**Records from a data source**
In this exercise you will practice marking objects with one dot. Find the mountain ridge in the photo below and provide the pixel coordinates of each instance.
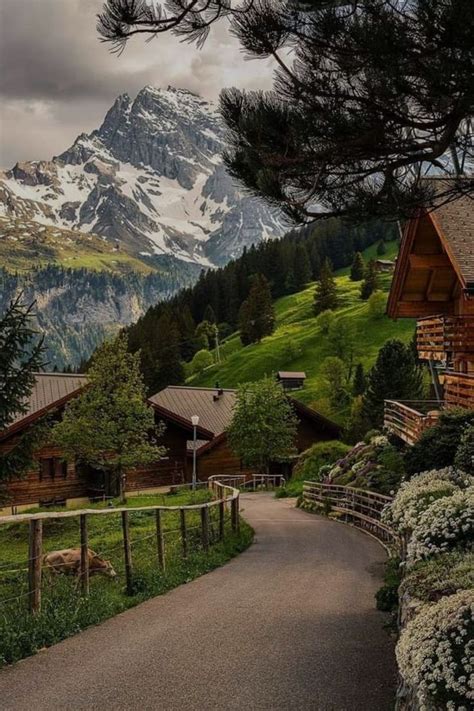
(150, 178)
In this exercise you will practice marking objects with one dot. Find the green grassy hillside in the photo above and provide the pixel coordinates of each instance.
(24, 243)
(296, 324)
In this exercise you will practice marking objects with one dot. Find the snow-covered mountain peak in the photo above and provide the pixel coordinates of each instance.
(150, 177)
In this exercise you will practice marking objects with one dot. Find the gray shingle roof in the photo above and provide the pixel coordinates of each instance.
(215, 413)
(49, 389)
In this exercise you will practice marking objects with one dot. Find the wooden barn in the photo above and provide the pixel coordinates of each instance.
(214, 407)
(434, 283)
(51, 481)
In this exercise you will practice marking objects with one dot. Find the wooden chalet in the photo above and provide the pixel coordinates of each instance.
(434, 283)
(214, 406)
(52, 481)
(291, 380)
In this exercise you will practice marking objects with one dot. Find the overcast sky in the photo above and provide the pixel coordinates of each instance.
(57, 80)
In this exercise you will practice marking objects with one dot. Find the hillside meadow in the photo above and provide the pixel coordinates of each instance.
(297, 331)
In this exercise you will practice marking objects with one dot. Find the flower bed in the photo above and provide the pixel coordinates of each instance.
(435, 653)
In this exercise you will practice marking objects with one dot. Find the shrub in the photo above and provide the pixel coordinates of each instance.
(324, 320)
(465, 452)
(202, 360)
(322, 453)
(446, 574)
(446, 524)
(377, 304)
(375, 465)
(416, 495)
(435, 652)
(438, 445)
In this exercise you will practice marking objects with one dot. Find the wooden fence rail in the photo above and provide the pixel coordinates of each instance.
(359, 507)
(223, 496)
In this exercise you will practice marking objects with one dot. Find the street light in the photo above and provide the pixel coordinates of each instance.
(195, 422)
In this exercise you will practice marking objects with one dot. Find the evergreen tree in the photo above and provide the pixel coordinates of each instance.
(395, 376)
(381, 248)
(209, 314)
(326, 293)
(264, 425)
(358, 267)
(21, 355)
(371, 281)
(359, 383)
(110, 426)
(302, 268)
(257, 316)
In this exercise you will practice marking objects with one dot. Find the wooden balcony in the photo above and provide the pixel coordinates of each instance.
(445, 337)
(459, 390)
(408, 419)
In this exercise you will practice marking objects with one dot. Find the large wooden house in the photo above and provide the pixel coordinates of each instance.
(434, 283)
(214, 407)
(52, 481)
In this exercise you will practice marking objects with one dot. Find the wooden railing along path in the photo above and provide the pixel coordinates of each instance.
(225, 497)
(359, 507)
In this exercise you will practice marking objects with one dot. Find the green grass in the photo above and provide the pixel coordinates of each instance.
(24, 242)
(296, 322)
(64, 612)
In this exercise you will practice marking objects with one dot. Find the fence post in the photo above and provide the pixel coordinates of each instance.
(184, 538)
(221, 520)
(234, 512)
(205, 527)
(35, 564)
(84, 555)
(160, 540)
(127, 552)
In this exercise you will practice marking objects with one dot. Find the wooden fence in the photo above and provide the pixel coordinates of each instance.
(359, 507)
(225, 497)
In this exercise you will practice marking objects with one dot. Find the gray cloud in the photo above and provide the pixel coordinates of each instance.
(58, 80)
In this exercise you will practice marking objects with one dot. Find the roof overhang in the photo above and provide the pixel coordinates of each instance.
(187, 425)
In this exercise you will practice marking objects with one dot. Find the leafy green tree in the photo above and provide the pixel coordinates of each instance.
(381, 248)
(257, 316)
(360, 381)
(371, 281)
(202, 360)
(302, 268)
(342, 343)
(264, 425)
(395, 376)
(325, 296)
(110, 426)
(325, 320)
(21, 355)
(357, 267)
(377, 305)
(334, 372)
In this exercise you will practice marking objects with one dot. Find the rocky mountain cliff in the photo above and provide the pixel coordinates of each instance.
(150, 178)
(126, 216)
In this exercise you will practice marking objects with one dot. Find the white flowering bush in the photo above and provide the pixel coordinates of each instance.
(446, 524)
(417, 494)
(435, 653)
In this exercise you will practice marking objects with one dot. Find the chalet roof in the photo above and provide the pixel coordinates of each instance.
(455, 222)
(297, 375)
(49, 391)
(215, 411)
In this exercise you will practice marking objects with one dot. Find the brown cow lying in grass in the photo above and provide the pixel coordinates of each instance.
(68, 561)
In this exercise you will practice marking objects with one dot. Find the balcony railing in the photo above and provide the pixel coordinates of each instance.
(444, 337)
(459, 390)
(408, 419)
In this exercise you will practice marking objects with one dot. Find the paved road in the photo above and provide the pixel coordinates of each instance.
(289, 624)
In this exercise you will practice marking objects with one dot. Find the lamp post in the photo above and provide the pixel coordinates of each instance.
(195, 422)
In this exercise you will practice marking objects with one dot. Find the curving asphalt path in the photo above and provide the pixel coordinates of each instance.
(289, 624)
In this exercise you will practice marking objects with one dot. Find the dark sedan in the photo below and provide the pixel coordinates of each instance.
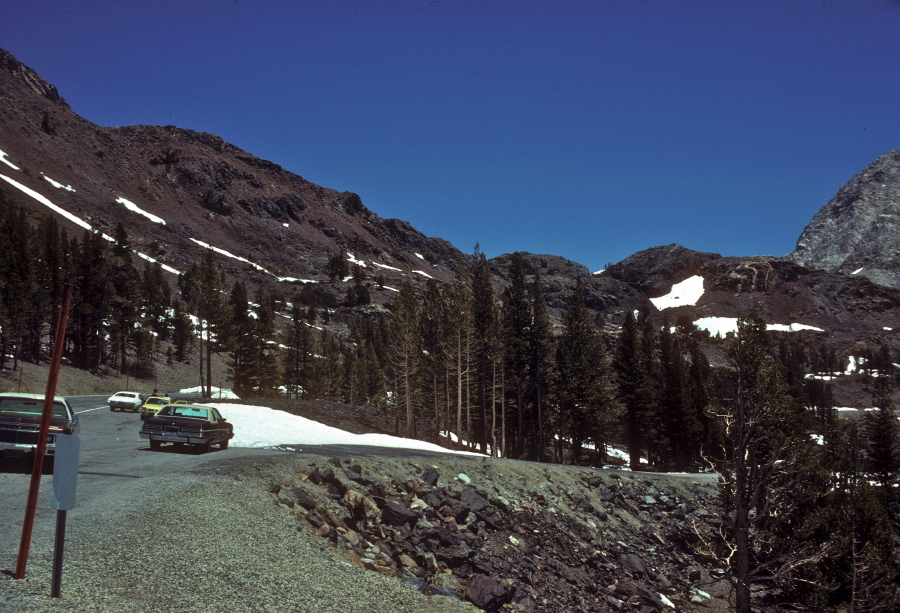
(187, 424)
(20, 420)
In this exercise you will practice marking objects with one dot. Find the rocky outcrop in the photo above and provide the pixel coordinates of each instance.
(654, 270)
(30, 78)
(858, 231)
(515, 535)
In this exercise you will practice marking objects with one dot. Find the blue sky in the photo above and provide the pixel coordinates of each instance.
(586, 129)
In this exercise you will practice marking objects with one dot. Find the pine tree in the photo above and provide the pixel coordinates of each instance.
(297, 357)
(486, 350)
(772, 481)
(405, 355)
(517, 338)
(202, 287)
(541, 365)
(630, 378)
(459, 346)
(433, 332)
(239, 338)
(182, 337)
(585, 409)
(124, 293)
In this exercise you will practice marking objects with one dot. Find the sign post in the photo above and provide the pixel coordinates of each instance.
(35, 486)
(62, 497)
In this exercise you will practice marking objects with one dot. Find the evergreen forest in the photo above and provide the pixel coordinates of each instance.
(809, 501)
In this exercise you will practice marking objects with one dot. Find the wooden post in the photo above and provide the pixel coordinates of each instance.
(37, 468)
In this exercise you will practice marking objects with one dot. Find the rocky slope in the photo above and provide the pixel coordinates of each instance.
(514, 535)
(201, 187)
(281, 229)
(858, 231)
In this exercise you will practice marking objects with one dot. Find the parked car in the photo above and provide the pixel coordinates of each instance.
(125, 401)
(20, 422)
(188, 424)
(153, 404)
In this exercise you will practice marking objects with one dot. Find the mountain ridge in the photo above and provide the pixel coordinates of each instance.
(280, 230)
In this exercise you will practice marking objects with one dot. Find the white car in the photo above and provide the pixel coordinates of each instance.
(125, 401)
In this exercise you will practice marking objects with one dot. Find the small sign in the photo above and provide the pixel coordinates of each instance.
(65, 472)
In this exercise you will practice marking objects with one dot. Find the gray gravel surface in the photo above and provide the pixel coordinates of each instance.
(212, 539)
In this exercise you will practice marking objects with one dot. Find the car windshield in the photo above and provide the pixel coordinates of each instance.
(28, 407)
(184, 411)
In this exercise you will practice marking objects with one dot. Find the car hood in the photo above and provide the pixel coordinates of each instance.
(59, 422)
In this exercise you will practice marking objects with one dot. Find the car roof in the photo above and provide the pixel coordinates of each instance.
(31, 396)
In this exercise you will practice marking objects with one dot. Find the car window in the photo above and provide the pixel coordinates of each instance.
(28, 407)
(183, 411)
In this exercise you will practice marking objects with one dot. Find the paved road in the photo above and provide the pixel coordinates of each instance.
(112, 456)
(114, 459)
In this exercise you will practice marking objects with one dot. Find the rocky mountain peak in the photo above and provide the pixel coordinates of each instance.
(858, 231)
(29, 77)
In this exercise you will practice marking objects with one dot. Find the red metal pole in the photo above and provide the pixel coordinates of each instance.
(38, 467)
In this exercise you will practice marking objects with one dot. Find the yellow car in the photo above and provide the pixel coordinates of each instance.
(153, 405)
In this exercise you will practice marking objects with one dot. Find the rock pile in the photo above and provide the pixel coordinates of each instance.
(516, 538)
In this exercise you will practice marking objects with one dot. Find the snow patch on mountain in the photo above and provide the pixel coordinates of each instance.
(686, 293)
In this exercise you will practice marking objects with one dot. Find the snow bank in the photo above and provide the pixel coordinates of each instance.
(721, 326)
(686, 293)
(262, 427)
(136, 209)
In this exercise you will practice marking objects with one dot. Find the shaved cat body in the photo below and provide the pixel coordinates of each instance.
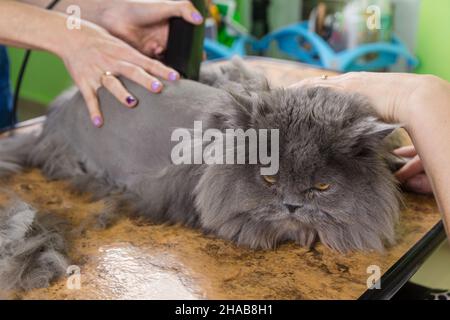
(326, 138)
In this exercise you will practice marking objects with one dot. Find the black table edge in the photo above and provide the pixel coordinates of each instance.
(393, 279)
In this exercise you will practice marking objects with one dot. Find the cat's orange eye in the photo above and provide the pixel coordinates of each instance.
(322, 186)
(270, 179)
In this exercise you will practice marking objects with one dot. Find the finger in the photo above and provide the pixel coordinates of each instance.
(419, 184)
(407, 151)
(410, 169)
(184, 9)
(139, 76)
(90, 97)
(118, 90)
(155, 67)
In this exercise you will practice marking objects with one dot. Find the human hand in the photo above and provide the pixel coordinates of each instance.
(412, 174)
(94, 58)
(144, 24)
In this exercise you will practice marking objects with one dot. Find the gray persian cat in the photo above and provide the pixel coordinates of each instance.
(333, 184)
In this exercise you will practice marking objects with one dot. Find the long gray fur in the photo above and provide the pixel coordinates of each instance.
(325, 136)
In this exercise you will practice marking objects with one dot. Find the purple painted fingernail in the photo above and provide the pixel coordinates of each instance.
(197, 17)
(156, 85)
(131, 100)
(97, 120)
(173, 76)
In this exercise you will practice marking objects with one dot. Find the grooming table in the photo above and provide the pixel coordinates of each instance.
(132, 260)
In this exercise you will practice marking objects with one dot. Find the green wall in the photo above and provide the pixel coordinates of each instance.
(45, 76)
(433, 45)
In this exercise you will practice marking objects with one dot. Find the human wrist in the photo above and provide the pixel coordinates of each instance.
(431, 97)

**To do**
Give back the lines of the listing from the one with "Find the grooming" through the end, both included, exactly as written and with nothing added.

**Solution to this task**
In this exercise you will practice marking objects with one dot. Find the grooming table in the photo above and provide the pixel coordinates of each instance.
(132, 260)
In this exercise you will practice marking objects with one dot. Find the green wall in the photo above and provide the pixel coordinates of each instance.
(45, 76)
(433, 45)
In this exercise you will practice marking objects with one dot. Find the human wrist in the photo above and provide the pixel coordinates of each instance.
(431, 97)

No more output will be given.